> **Supplied passage**
..............................

Studio album / soundtrack album by Fabolous
- Released: July 28, 2009
- Recorded: 2007–2009, Verve Records
- Genre: Hip hop
- Length: 67:43
- Labels: Desert Storm; Street Family; Def Jam;
- Producers: DJ Clue; Duro; Fabolous; Skane; Ryan Leslie; Jermaine Dupri; No I.D.; L Roc; Sid V; Syience; the Alchemist; Sean C & LV; Tricky Stewart; Streetrunner; L Pro; the Runners; DJ Khalil; BlackOut Movement; J.U.S.T.I.C.E. League; Rico Law; Kevin Cossom; Jones; The-Dream;

Fabolous chronology
| From Nothin' to Somethin' (2007) | Loso's Way (2009) | The Young OG Project (2014) |

Singles from Loso's Way
- "Throw It in the Bag" Released: May 12, 2009; "My Time" Released: May 12, 2009; "Everything, Everyday, Everywhere" Released: September 22, 2009; "Money Goes, Honey Stay (When the Money Goes Remix)" Released: November 11, 2009;

= Loso's Way =

2009 album by Fabolous

Loso's Way is the fifth studio album by American rapper Fabolous. The album was released on July 28, 2009, by Desert Storm Records, Street Family Records and Def Jam Recordings. The album's first two singles were released simultaneously on May 26, 2009: "Throw It in the Bag" (featuring The-Dream) and "My Time" (featuring Jeremih). Two other singles were subsequently released: Everything, Everyday, Everywhere" (featuring Keri Hilson) and "Money Goes, Honey Stay" (featuring Jay-Z).

==Background==
A deluxe album was released on the same day as the standard release. The edition features a bonus DVD, (Loso's Way, the movie). The movie features Fabolous (and three of his friends). Fabolous is leaving a restaurant when he is shot. His friends quickly rush Fabolous to the hospital, but are stopped by the police after running a red light. Fellow rapper Styles P has a role in the movie. DJ Clue, DJ Khaled, Jadakiss, Swizz Beatz, DJ Envy, and Ryan Leslie make cameo appearances. The movie Loso's Way runs for 33:03 minutes. In order to view Loso's Way the movie, the deluxe album Loso's Way must be purchased.

==Critical reception==

Loso's Way got a score of 66 out of 100 from Metacritic based on positive reviews from music critics. Several critics pointed out that the album revealed Fabolous' lyrical strengths and weaknesses.

..............................

> **Data under study**
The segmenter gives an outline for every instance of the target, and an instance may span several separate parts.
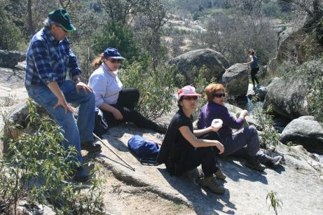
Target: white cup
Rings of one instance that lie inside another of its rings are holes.
[[[212,120],[212,123],[211,123],[211,126],[212,127],[222,127],[222,124],[224,123],[224,122],[222,121],[222,120],[219,119],[219,118],[215,118]]]

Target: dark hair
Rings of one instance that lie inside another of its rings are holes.
[[[224,92],[226,92],[226,89],[224,86],[221,83],[210,83],[209,84],[205,89],[204,89],[204,92],[205,92],[205,99],[207,101],[212,101],[213,99],[213,95],[214,95],[215,92],[217,90],[223,90]]]
[[[179,102],[183,101],[183,97],[184,97],[181,96],[181,98],[179,99],[179,100],[177,101],[177,106],[179,107],[179,109],[180,110],[181,110],[183,107],[181,106],[181,105],[179,104]]]
[[[253,50],[253,49],[249,49],[249,50],[248,50],[248,54],[249,54],[249,53],[252,54],[252,55],[254,55],[254,50]]]
[[[103,63],[103,57],[104,53],[102,53],[99,54],[99,56],[97,56],[93,61],[92,62],[92,66],[95,69],[97,69],[102,63]]]

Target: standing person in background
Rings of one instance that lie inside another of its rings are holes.
[[[139,98],[138,90],[123,89],[118,68],[123,60],[117,49],[107,48],[93,61],[93,66],[98,68],[91,74],[88,85],[95,94],[95,106],[103,111],[109,125],[132,122],[139,127],[165,134],[165,128],[135,110]]]
[[[272,158],[259,151],[258,132],[254,125],[242,127],[248,111],[242,111],[238,118],[228,111],[224,106],[226,93],[223,85],[211,83],[205,88],[205,92],[207,103],[200,111],[198,129],[208,127],[214,118],[222,120],[222,127],[218,130],[220,141],[224,146],[222,155],[232,155],[246,158],[246,166],[258,171],[265,169],[261,163],[270,166],[280,163],[282,156]],[[232,129],[238,130],[233,132]]]
[[[256,74],[259,71],[259,65],[258,65],[258,57],[254,55],[254,50],[253,49],[250,49],[248,50],[248,56],[249,56],[249,62],[245,63],[245,65],[250,66],[252,69],[251,76],[252,76],[252,85],[254,85],[254,90],[256,89],[256,86],[254,85],[254,81],[256,81],[257,83],[257,88],[259,87],[259,81],[258,81],[258,78]]]
[[[224,148],[218,140],[205,139],[217,134],[219,127],[209,126],[193,130],[191,114],[196,108],[198,97],[200,96],[193,86],[187,85],[179,90],[179,110],[167,127],[157,162],[165,163],[167,170],[175,176],[180,176],[201,165],[204,177],[200,181],[200,185],[221,194],[225,188],[217,178],[220,175],[224,176],[217,166],[216,155],[221,154]]]
[[[91,88],[80,81],[81,69],[67,37],[75,30],[65,10],[48,13],[44,27],[34,35],[27,50],[25,85],[29,96],[62,127],[64,148],[75,146],[81,166],[74,167],[74,179],[85,181],[88,174],[81,165],[81,149],[96,152],[101,146],[94,143],[92,135],[95,95]],[[72,80],[66,79],[67,73]],[[80,105],[77,124],[67,102]]]

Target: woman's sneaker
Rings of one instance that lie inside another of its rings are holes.
[[[258,160],[256,156],[249,157],[247,159],[245,162],[246,167],[248,167],[251,169],[254,169],[260,172],[263,172],[265,170],[265,166],[261,165]]]
[[[222,194],[226,190],[224,187],[214,176],[210,177],[204,177],[200,181],[200,184],[202,187],[208,188],[212,192],[218,194]]]
[[[217,171],[214,173],[215,176],[217,176],[217,179],[224,180],[226,178],[226,176],[224,174],[224,173],[221,170],[221,169],[219,169],[218,171]]]

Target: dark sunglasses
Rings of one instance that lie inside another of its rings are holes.
[[[113,64],[115,64],[115,63],[121,64],[121,63],[122,62],[122,60],[121,60],[121,59],[109,58],[109,61],[113,63]]]
[[[225,93],[216,93],[213,95],[213,97],[217,97],[217,98],[221,98],[221,97],[225,97],[226,94]]]
[[[188,96],[188,97],[183,97],[183,99],[185,99],[185,100],[192,100],[192,99],[193,99],[193,100],[196,101],[196,100],[198,100],[198,97],[197,97],[197,96],[192,96],[192,97]]]

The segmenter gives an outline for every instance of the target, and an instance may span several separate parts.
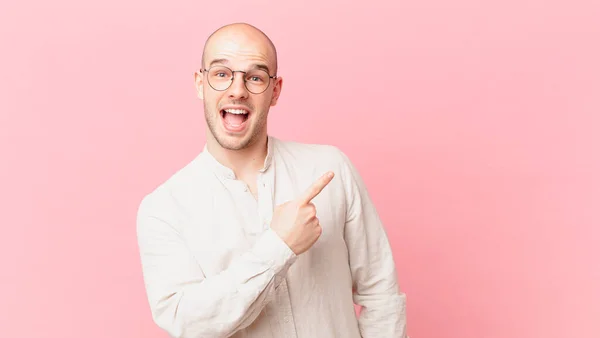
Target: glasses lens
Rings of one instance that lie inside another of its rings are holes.
[[[264,70],[255,69],[246,73],[246,88],[254,94],[264,92],[269,86],[269,74]]]
[[[245,84],[249,92],[260,94],[269,87],[269,73],[262,69],[253,69],[245,75]],[[233,71],[225,66],[215,66],[208,70],[208,84],[215,90],[226,90],[233,82]]]
[[[227,67],[212,67],[208,70],[208,83],[215,90],[225,90],[231,85],[233,73]]]

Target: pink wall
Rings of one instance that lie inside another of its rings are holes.
[[[600,337],[597,1],[87,3],[0,6],[0,337],[165,337],[136,210],[203,145],[192,74],[238,20],[279,47],[271,132],[363,174],[412,337]]]

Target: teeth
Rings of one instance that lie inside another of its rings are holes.
[[[225,111],[230,114],[237,114],[237,115],[248,114],[248,112],[245,111],[244,109],[225,109]]]

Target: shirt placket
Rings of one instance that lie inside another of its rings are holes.
[[[273,204],[275,196],[273,171],[267,171],[258,175],[258,211],[264,230],[269,227],[273,218]],[[296,326],[292,312],[292,304],[287,285],[287,278],[275,276],[275,297],[273,302],[267,305],[267,313],[272,328],[279,328],[280,332],[274,332],[275,337],[297,338]]]

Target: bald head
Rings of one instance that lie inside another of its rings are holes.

..............................

> **About this task**
Set down everything in the Loso's Way text from "Loso's Way got" down to "strengths and weaknesses.", word for word.

> **Answer section**
Loso's Way got a score of 66 out of 100 from Metacritic based on positive reviews from music critics. Several critics pointed out that the album revealed Fabolous' lyrical strengths and weaknesses.